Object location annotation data
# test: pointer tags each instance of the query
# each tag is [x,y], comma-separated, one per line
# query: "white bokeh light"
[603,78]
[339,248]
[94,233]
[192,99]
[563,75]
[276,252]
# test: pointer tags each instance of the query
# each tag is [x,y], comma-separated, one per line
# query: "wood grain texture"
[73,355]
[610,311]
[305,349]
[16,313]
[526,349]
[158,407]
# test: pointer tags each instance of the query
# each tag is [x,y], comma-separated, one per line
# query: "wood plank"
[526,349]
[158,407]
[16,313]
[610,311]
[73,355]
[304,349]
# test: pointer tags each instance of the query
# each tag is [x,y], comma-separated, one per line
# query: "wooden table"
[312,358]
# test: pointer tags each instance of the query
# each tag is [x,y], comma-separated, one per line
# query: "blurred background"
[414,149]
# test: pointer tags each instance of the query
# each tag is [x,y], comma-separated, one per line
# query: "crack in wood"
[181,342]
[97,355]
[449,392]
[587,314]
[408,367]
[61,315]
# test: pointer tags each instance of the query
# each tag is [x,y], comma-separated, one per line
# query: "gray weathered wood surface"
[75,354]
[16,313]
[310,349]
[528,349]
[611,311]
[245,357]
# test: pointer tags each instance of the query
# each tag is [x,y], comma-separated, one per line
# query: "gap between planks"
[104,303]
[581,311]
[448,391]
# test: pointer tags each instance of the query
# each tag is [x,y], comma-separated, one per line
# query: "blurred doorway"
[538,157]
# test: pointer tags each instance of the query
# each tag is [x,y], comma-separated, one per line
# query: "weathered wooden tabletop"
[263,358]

Set task = Show each line in the entries that contains the string "wooden". The match is case-sensitive.

Exercise output =
# query: "wooden table"
# query: "weathered wooden tabletop"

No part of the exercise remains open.